Source data
···

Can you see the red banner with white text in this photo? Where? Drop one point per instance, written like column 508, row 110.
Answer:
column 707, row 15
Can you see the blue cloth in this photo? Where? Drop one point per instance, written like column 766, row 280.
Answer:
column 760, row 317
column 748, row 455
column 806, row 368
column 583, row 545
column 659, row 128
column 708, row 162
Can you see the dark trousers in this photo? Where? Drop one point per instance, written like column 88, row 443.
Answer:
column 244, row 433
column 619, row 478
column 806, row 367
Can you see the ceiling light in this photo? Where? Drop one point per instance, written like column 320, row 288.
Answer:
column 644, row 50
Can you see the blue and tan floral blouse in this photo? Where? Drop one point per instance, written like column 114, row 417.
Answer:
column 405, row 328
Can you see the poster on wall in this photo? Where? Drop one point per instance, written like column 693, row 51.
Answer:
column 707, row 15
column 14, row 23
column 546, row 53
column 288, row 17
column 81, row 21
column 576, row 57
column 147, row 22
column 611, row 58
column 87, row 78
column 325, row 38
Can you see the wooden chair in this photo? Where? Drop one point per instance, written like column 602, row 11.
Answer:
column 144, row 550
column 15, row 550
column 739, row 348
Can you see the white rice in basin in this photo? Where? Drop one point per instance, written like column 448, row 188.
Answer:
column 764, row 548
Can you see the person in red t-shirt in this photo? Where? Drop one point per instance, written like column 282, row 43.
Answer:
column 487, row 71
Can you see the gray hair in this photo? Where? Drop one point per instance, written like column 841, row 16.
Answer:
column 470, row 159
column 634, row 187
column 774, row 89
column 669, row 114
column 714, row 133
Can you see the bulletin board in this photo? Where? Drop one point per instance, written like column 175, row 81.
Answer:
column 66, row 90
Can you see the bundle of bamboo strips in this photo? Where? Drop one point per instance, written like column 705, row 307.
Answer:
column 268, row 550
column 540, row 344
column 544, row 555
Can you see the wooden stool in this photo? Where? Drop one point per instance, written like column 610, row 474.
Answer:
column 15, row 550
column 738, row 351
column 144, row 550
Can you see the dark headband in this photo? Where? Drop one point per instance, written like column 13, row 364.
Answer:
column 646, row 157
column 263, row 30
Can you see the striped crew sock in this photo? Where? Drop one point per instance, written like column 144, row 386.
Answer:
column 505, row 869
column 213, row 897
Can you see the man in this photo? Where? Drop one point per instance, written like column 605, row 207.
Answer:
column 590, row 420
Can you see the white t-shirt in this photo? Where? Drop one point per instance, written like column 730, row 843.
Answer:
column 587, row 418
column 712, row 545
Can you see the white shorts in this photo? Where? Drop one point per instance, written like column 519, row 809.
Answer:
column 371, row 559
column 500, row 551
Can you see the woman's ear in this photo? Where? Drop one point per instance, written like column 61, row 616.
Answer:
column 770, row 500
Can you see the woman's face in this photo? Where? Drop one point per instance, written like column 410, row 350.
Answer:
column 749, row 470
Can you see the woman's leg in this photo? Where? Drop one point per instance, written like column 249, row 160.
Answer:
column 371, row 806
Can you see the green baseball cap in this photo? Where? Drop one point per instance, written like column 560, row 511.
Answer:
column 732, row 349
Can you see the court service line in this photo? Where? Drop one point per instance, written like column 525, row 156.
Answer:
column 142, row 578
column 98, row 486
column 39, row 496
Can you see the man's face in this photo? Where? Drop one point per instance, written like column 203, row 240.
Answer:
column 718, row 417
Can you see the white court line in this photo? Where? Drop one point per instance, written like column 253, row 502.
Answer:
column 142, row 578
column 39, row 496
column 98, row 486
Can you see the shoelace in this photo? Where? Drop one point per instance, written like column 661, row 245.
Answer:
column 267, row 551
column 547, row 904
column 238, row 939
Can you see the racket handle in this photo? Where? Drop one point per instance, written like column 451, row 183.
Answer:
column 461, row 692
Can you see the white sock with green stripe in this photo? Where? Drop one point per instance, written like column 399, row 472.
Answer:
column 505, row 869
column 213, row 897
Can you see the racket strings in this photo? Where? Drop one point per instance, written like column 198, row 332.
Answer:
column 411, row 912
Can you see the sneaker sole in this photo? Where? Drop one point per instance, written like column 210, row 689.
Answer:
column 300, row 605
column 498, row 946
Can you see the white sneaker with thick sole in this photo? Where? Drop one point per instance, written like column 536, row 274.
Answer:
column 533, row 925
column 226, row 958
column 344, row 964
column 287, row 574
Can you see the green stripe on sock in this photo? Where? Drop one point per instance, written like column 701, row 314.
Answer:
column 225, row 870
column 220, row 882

···

The problem
List every line above that contains the word "face".

Exercise solution
Can you see the woman's face in this photo? Where? Drop one point per instance, written like column 410, row 350.
Can you see the man's face in this photo? Where? Drop one point per instance, written like column 203, row 240.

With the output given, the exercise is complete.